══ SUPPLIED RECORDS

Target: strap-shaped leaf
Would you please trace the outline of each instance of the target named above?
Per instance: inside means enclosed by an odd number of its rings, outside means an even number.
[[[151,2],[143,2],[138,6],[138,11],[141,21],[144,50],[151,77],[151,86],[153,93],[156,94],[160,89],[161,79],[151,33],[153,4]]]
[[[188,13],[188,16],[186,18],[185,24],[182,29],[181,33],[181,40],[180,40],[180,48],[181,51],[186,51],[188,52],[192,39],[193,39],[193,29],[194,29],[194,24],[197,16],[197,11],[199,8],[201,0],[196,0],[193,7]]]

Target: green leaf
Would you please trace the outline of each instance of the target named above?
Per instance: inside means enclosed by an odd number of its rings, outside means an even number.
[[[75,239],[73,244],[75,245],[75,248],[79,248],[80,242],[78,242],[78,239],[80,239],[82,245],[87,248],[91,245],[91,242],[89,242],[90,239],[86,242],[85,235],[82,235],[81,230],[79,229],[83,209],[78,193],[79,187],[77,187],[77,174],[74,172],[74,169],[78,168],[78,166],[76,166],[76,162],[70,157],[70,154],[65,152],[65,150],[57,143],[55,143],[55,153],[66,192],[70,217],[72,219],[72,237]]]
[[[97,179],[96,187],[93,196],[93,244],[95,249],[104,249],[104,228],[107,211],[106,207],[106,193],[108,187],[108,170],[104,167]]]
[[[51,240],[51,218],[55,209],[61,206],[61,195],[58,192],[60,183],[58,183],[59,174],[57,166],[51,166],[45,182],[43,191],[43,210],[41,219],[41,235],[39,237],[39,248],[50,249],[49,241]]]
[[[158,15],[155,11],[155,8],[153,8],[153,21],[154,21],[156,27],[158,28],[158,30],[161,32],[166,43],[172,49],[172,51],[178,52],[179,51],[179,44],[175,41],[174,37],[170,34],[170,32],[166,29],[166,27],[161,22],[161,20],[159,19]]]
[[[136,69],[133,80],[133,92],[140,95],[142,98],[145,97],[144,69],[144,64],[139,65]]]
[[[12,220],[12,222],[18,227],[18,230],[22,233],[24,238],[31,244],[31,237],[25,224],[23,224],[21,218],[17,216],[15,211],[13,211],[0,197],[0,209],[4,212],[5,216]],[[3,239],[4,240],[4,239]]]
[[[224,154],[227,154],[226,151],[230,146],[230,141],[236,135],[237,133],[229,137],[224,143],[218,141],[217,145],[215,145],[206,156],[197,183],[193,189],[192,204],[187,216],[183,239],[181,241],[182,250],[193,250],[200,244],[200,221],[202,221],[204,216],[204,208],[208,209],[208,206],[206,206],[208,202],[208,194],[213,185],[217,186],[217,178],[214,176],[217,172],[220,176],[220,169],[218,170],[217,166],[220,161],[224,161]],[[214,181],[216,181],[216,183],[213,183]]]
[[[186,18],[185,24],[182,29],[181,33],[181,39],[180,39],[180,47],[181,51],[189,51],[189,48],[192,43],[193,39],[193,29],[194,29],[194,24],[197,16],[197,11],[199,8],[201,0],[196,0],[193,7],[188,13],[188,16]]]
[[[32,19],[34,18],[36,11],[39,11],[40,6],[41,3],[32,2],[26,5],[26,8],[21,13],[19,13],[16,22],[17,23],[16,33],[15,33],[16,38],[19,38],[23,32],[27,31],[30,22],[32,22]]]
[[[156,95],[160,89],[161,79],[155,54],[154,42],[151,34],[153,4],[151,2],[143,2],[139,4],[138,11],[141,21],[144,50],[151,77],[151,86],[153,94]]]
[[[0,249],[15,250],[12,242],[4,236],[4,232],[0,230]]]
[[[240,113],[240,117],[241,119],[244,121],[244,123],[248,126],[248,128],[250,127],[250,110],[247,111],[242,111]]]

════

* YOUR ASSIGNMENT *
Reproduce the material while keeping each line exactly as it was written.

* RESPONSE FOR THIS EXERCISE *
Target: strap-shaped leaf
Would you please trace the outline of each instance of the target named above?
Per instance: inside means enclosed by an odd number of its rings, outside means an even number.
[[[151,2],[143,2],[138,6],[138,11],[141,21],[144,50],[151,77],[151,86],[153,93],[156,94],[160,89],[161,79],[151,33],[153,4]]]
[[[188,13],[188,16],[186,18],[185,24],[182,29],[181,33],[181,40],[180,40],[180,48],[181,51],[186,51],[188,52],[192,39],[193,39],[193,29],[194,29],[194,24],[197,16],[197,11],[199,8],[201,0],[196,0],[193,7]]]

Target: green leaf
Would you please trace the outline of each instance of the target named above?
Per instance: inside means enclosed by an odd number of its rings, outside means an even number.
[[[75,239],[73,244],[75,245],[75,248],[79,248],[80,242],[78,242],[78,239],[80,239],[82,245],[87,248],[91,245],[91,242],[89,242],[90,239],[86,242],[85,235],[82,235],[81,230],[79,229],[83,209],[78,193],[79,187],[77,187],[77,174],[74,172],[74,169],[78,168],[78,166],[76,166],[76,162],[70,157],[70,154],[65,152],[65,150],[57,143],[55,143],[55,153],[66,192],[70,217],[72,219],[72,237]]]
[[[97,179],[96,187],[93,196],[93,244],[95,249],[104,249],[104,228],[107,211],[106,207],[106,193],[108,187],[108,170],[104,167]]]
[[[51,240],[51,218],[55,209],[61,206],[61,195],[58,192],[60,183],[58,183],[59,174],[57,166],[51,166],[45,182],[43,191],[43,210],[41,219],[41,235],[39,237],[39,248],[50,249],[49,241]]]
[[[158,15],[155,11],[155,8],[153,8],[153,21],[154,21],[156,27],[158,28],[158,30],[161,32],[166,43],[172,49],[172,51],[178,52],[179,51],[179,44],[175,41],[174,37],[170,34],[170,32],[166,29],[166,27],[161,22],[161,20],[159,19]]]
[[[136,69],[133,80],[133,92],[140,95],[142,98],[145,97],[144,69],[144,64],[139,65]]]
[[[12,220],[12,222],[18,227],[18,230],[22,233],[24,238],[31,244],[31,237],[25,224],[23,224],[21,218],[17,216],[15,211],[13,211],[0,197],[0,209],[4,212],[5,216]],[[3,239],[4,240],[4,239]]]
[[[224,154],[227,154],[226,151],[230,146],[230,141],[236,135],[237,133],[229,137],[224,143],[218,141],[217,145],[215,145],[206,156],[197,183],[193,189],[192,204],[187,216],[183,239],[181,241],[182,250],[193,250],[200,244],[200,221],[202,221],[204,216],[204,208],[208,209],[208,206],[206,206],[208,202],[208,194],[213,185],[217,186],[217,178],[214,176],[217,172],[220,176],[220,169],[218,170],[217,166],[220,161],[224,161]],[[214,181],[216,181],[216,183],[213,183]]]
[[[186,18],[185,24],[182,29],[181,33],[181,39],[180,39],[180,47],[181,51],[189,51],[189,48],[192,43],[193,39],[193,29],[194,29],[194,24],[197,16],[197,11],[199,8],[201,0],[196,0],[193,7],[188,13],[188,16]]]
[[[32,19],[34,18],[36,11],[39,11],[40,6],[41,3],[32,2],[26,5],[26,8],[21,13],[19,13],[16,22],[17,23],[16,33],[15,33],[16,38],[19,38],[23,32],[27,31],[30,22],[32,22]]]
[[[156,95],[160,89],[161,79],[155,54],[154,42],[151,34],[153,4],[151,2],[143,2],[139,4],[138,11],[141,21],[144,50],[151,77],[151,86],[153,94]]]
[[[0,249],[15,250],[12,242],[4,236],[4,232],[0,230]]]
[[[240,113],[240,117],[241,119],[244,121],[244,123],[248,126],[248,128],[250,127],[250,110],[247,111],[242,111]]]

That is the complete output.